◆ TEXT PROVIDED
Start

[CPU shaders] Assertion failure in path_tiling stage when rendering Coat of Arms of Poland.svg about vello HOT 5 CLOSED

Minimal repro case, based on extracting the offending line segment from the assert failure:

<svg width="1200" height="1200" viewBox="0 0 1200 1200" fill="none" xmlns="http://www.w3.org/2000/svg">
  <path d="M-0.36201912 1.7544264e-13L1354.9857 1.7544264e-13 100 100" fill="#ff0"/>
</svg>

This renders with artifact on GPU, which is an additional indication that the assert is detecting a real problem.

from vello.

After a little more digging, I have a clearer picture what's going on. It's a horizontal line which is not exactly grid aligned (but obviously very close). If it were aligned, then the line would be discarded by the numerical robustness logic. On the CPU, a is being computed as 1, which is correct. However, b should be 1-epsilon, and it's being rounded up to 1. When computing floor(a*i+b) it should round down to i, but is instead i + 1. That in turn selects a grid square which is not part of the rasterization of the line, which triggers the assertion failure and other mischief.

End

[Pointing records]
Start

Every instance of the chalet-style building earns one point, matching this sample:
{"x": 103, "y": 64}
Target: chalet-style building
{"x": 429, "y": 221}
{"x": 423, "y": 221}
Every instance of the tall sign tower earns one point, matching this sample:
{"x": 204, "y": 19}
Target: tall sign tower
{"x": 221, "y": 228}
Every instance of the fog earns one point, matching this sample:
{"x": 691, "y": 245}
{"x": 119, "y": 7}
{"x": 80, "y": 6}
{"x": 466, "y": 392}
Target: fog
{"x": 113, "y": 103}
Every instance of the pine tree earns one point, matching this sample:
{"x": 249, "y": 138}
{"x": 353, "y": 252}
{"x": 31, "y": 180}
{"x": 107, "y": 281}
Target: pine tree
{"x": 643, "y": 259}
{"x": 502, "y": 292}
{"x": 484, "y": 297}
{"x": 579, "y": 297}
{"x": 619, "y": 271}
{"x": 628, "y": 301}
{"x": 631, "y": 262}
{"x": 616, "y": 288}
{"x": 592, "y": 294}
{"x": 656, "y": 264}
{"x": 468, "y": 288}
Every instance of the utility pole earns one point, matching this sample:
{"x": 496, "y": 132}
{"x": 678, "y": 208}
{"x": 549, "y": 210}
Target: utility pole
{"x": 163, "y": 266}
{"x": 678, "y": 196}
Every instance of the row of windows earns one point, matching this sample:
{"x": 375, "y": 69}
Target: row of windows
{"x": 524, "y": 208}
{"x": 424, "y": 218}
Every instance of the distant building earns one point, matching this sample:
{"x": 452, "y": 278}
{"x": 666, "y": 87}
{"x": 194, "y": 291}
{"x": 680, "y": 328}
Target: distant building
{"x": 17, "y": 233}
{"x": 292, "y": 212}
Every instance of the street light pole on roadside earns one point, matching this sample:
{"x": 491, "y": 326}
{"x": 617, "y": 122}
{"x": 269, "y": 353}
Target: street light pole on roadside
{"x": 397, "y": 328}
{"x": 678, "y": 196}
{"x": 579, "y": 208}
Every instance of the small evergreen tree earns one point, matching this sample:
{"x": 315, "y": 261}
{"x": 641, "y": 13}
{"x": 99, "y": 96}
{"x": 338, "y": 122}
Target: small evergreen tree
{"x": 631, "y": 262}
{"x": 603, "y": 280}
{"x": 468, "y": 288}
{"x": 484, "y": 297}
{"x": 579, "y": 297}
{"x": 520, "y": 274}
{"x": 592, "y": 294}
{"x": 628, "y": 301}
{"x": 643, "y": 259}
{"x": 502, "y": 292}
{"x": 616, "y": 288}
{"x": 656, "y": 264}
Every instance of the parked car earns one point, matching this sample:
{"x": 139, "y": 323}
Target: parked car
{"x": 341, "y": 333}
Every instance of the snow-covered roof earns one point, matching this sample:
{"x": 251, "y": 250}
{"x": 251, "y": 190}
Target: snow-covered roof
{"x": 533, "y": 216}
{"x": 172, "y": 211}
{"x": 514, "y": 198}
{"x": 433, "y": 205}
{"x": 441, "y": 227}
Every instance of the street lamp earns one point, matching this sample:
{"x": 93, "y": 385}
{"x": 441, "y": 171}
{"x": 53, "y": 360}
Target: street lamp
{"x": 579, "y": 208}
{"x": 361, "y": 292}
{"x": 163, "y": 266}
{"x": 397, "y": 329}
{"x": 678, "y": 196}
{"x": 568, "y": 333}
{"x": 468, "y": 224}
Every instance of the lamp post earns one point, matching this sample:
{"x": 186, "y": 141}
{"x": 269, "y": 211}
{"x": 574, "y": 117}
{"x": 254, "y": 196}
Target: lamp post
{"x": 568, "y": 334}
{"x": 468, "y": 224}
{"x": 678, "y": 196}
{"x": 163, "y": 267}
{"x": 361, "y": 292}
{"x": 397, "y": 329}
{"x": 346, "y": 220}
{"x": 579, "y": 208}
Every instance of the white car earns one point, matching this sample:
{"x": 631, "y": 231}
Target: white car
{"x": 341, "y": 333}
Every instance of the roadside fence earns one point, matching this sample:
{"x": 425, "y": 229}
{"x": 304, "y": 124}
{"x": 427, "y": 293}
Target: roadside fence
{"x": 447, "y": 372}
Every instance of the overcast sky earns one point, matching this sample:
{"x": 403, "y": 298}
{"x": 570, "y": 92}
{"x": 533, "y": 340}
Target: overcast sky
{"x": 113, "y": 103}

End

Write out the part of the rendering bug thread starting with "[CPU shaders] Assertion" and going on through "a real problem.", word for word.

◆ RESPONSE TO THIS TASK
[CPU shaders] Assertion failure in path_tiling stage when rendering Coat of Arms of Poland.svg about vello HOT 5 CLOSED

Minimal repro case, based on extracting the offending line segment from the assert failure:

<svg width="1200" height="1200" viewBox="0 0 1200 1200" fill="none" xmlns="http://www.w3.org/2000/svg">
  <path d="M-0.36201912 1.7544264e-13L1354.9857 1.7544264e-13 100 100" fill="#ff0"/>
</svg>

This renders with artifact on GPU, which is an additional indication that the assert is detecting a real problem.